**Directions for this task**
Go through the data that follows and restate each line exactly as it reads.

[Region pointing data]
:::::

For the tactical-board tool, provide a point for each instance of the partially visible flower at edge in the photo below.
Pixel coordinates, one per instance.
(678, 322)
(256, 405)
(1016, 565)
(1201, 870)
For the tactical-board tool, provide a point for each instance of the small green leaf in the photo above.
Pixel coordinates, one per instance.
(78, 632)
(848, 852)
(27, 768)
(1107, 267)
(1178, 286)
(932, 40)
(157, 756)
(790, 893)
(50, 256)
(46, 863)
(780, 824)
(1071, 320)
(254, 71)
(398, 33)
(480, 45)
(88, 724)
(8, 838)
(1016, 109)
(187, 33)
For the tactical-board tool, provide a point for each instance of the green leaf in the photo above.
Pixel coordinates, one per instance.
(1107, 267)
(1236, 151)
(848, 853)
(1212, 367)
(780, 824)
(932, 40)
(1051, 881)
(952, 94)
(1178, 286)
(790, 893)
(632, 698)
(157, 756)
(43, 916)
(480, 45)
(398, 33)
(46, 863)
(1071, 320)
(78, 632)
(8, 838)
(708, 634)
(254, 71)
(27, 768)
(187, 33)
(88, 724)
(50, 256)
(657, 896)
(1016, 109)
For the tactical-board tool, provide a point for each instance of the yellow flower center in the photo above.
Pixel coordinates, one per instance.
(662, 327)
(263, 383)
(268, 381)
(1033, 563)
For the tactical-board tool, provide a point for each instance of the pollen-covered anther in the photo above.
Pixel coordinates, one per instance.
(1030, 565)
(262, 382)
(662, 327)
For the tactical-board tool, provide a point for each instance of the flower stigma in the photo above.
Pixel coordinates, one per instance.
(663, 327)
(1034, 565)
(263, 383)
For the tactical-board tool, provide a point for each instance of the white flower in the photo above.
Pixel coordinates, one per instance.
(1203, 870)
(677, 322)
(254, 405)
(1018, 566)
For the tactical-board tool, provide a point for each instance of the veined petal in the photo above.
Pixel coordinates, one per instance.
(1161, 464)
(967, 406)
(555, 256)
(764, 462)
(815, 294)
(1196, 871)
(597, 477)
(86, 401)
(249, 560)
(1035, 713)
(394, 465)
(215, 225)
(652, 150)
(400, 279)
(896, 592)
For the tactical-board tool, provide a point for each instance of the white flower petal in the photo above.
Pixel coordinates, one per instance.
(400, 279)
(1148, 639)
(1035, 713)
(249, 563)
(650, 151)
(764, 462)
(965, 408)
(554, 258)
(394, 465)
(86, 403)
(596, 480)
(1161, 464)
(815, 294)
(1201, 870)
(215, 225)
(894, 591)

:::::

**Solution to this problem**
For the tactical-board tool, provide a point for each instance of the partially visible flower at edge in the photo below.
Pixel coordinates, one per instance.
(678, 322)
(256, 405)
(1016, 565)
(1201, 870)
For the tactical-board tool, provide a point for each instance of the small green leaf in the photo above.
Pixel coordinates, one per instance.
(78, 632)
(848, 852)
(27, 768)
(1107, 267)
(1178, 286)
(932, 40)
(157, 756)
(790, 893)
(50, 256)
(46, 863)
(780, 824)
(1071, 320)
(254, 71)
(398, 33)
(480, 45)
(88, 724)
(8, 838)
(1016, 109)
(187, 33)
For the tactical-board tool, provide a point for each instance of the green leaf in the photo above.
Pixel coordinates, one per instance.
(1107, 267)
(1236, 151)
(848, 853)
(1212, 367)
(780, 824)
(932, 40)
(1051, 881)
(952, 94)
(1178, 286)
(790, 893)
(632, 698)
(157, 756)
(43, 916)
(480, 45)
(398, 33)
(46, 863)
(1071, 320)
(78, 632)
(8, 838)
(708, 634)
(254, 71)
(27, 768)
(187, 33)
(88, 724)
(50, 256)
(657, 896)
(1016, 109)
For the tactical-board tool, provide a point for each instance of the yellow flower center in the photo above.
Pixel coordinates, one per instance.
(662, 327)
(263, 383)
(268, 381)
(1033, 563)
For the tactical-board tool, provide a point for each instance of the pollen-covered anther in the photo above.
Pixel coordinates, one per instance.
(1030, 565)
(262, 382)
(662, 327)
For the tactical-board tool, provide a point for each instance of the flower stigma in the photo above.
Pixel coordinates, one per instance.
(663, 327)
(1034, 565)
(263, 383)
For the tactical-board tool, provide a point for each instance of the white flower in the photo above.
Pixel coordinates, one per instance.
(1203, 870)
(677, 322)
(254, 405)
(1018, 566)
For the tactical-board tool, provide a point for each instance of the veined petal in the photo above.
Pixel coordinates, one per instance.
(1161, 464)
(967, 406)
(555, 256)
(764, 462)
(815, 294)
(1196, 871)
(597, 477)
(86, 401)
(249, 560)
(1035, 713)
(394, 465)
(215, 225)
(652, 150)
(400, 279)
(896, 592)
For the tactical-board tool, provide a point for each instance of the white flower petal in the photo above.
Pixel coordinates, one per instance.
(400, 279)
(1148, 639)
(1035, 713)
(249, 563)
(650, 151)
(764, 462)
(965, 408)
(554, 258)
(394, 465)
(86, 403)
(596, 480)
(1161, 464)
(815, 294)
(1201, 870)
(215, 225)
(894, 591)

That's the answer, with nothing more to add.